## start

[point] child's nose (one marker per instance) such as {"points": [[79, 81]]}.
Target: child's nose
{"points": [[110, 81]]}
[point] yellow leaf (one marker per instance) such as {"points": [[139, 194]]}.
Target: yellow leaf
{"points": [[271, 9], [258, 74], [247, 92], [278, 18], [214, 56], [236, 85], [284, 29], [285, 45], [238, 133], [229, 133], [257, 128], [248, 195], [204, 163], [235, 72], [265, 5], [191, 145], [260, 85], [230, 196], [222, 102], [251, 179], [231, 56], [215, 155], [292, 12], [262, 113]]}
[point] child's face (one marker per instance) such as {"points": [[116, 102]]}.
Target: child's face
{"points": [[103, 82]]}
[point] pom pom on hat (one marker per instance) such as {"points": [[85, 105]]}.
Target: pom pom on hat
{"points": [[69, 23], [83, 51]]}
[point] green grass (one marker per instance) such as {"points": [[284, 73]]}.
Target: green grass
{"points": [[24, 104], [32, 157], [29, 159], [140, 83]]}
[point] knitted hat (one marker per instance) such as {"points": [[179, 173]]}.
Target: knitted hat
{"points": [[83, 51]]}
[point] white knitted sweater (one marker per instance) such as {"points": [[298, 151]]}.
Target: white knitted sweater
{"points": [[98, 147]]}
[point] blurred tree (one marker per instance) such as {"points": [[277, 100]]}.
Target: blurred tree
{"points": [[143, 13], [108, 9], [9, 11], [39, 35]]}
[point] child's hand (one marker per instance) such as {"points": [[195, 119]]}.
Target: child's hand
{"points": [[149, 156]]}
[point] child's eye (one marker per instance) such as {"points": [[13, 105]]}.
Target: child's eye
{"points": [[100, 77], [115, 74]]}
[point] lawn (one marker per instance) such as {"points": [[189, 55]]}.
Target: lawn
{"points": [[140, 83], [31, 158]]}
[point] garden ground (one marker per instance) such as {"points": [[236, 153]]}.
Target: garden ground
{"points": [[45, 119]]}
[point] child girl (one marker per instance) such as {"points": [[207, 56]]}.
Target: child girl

## end

PROBLEM STATEMENT. Please reproduce the material from the line containing "[point] garden ground" through the end, requests included, with every point coordinate in the answers multiplied by 1.3 and rounded to a whole number, halves rounded up. Leave the numbers in the requests and their format samples as they are.

SOLUTION FOR THIS EXERCISE.
[point] garden ground (one marker per instance) such as {"points": [[236, 153]]}.
Target: garden ground
{"points": [[59, 155]]}
[point] child girl (one marker per instance) such as {"points": [[207, 56]]}.
Target: child girl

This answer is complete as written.